TASK BRIEF
Each entry has to be copied exactly, with nothing missed.

━━━ EXCERPTED RECORDS ━━━

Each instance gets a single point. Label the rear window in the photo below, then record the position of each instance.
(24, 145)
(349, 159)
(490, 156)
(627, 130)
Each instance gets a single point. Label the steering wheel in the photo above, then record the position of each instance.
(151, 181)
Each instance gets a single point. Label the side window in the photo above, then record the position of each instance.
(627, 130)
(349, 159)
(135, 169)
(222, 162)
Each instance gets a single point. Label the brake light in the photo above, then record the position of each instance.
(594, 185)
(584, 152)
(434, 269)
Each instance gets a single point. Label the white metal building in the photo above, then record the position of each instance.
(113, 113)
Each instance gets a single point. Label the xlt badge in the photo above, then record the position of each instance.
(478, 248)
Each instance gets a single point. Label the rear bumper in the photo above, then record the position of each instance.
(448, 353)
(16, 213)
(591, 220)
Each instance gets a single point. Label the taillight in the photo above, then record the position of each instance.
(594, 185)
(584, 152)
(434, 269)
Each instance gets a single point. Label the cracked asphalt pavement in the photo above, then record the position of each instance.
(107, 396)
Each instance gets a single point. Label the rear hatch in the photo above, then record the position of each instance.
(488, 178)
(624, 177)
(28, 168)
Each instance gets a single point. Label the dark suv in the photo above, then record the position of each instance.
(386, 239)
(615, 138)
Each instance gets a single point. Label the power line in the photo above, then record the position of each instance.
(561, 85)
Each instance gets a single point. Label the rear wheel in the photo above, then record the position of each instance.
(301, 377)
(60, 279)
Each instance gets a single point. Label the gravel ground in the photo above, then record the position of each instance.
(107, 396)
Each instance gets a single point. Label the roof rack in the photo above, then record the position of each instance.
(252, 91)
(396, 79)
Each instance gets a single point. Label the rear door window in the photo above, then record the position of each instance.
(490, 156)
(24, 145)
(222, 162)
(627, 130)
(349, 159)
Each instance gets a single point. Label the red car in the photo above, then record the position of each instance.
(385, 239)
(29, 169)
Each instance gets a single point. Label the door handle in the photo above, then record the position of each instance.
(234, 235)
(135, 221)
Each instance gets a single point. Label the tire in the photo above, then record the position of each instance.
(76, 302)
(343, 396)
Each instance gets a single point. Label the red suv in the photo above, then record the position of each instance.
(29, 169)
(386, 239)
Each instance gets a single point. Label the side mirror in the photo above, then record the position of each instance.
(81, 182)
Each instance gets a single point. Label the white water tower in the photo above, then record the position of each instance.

━━━

ANSWER BELOW
Each instance gets a single point. Label the rear window in the photo below, then record the position of each instance.
(24, 145)
(349, 159)
(490, 156)
(627, 130)
Each instance gets a single point. Label the steering wheel in the photo above, then record the position of each instance.
(151, 181)
Each instance gets a single point. Label the side window in the photo above, then record the position of each instance.
(627, 130)
(349, 159)
(135, 169)
(222, 162)
Each instance gets a single point. Label the brake light in the photo above, then record the position of each instance.
(594, 185)
(584, 152)
(434, 269)
Each instance gets a single point. Label the white metal building in the photo above, then record the position of each instance.
(113, 113)
Each instance gets a single point. Label the xlt badge in the photo above, then record the position of each instance.
(478, 248)
Each instance gets a single point. Label the rear bumper in the photo above, then record the position of each instance.
(448, 353)
(16, 213)
(591, 220)
Each instance gets a single point. Label the taillight in the photo above, then record the position of each instance.
(594, 185)
(584, 152)
(434, 269)
Each instance gets a single point. Label the cracked asphalt pavement in the photo above, then record the position of each instance.
(107, 396)
Each instance gets a single point. Label the rear hatch in the photo above, then record the position of each instance.
(488, 178)
(624, 177)
(28, 168)
Each instance gets a single point. Label the dark suv in the photo above, then record the position of each instance.
(386, 239)
(615, 138)
Each instance gets a single point. Label the power line in the photo above, then record the position of each instance.
(561, 85)
Each instance gets a single point. Label the rear wheel in the photo above, then record the position of each instance.
(301, 377)
(60, 279)
Each instance gets a single point. Label the gravel ground in the photo above, then record the position of each instance.
(107, 396)
Each instance gets a single point. Label the roof rack in the photo above, then record the position of each instance.
(252, 91)
(396, 79)
Each instance gets a single point. Label the rear door window in the photo above, then record the position of each instance.
(490, 156)
(24, 145)
(222, 162)
(627, 130)
(349, 159)
Each instance gets a single point. Label the red car in the photo above, then record the position of each instance.
(385, 239)
(29, 169)
Each instance gets a single point. Label the door handle in the photo above, then record the position of each instance.
(234, 235)
(135, 221)
Each instance gets a single point. Label the tire in the photo above, then record the position of each instance.
(76, 302)
(343, 396)
Each instance gets a single point. Label the red suv in the photo above, then record the position of each instance.
(29, 169)
(386, 239)
Each instance gets a single point. Label the side mirror in the photo above, then record the position of each instance.
(81, 182)
Each instance gets a single point. Label the white water tower in the photo above, then record the position of each instance.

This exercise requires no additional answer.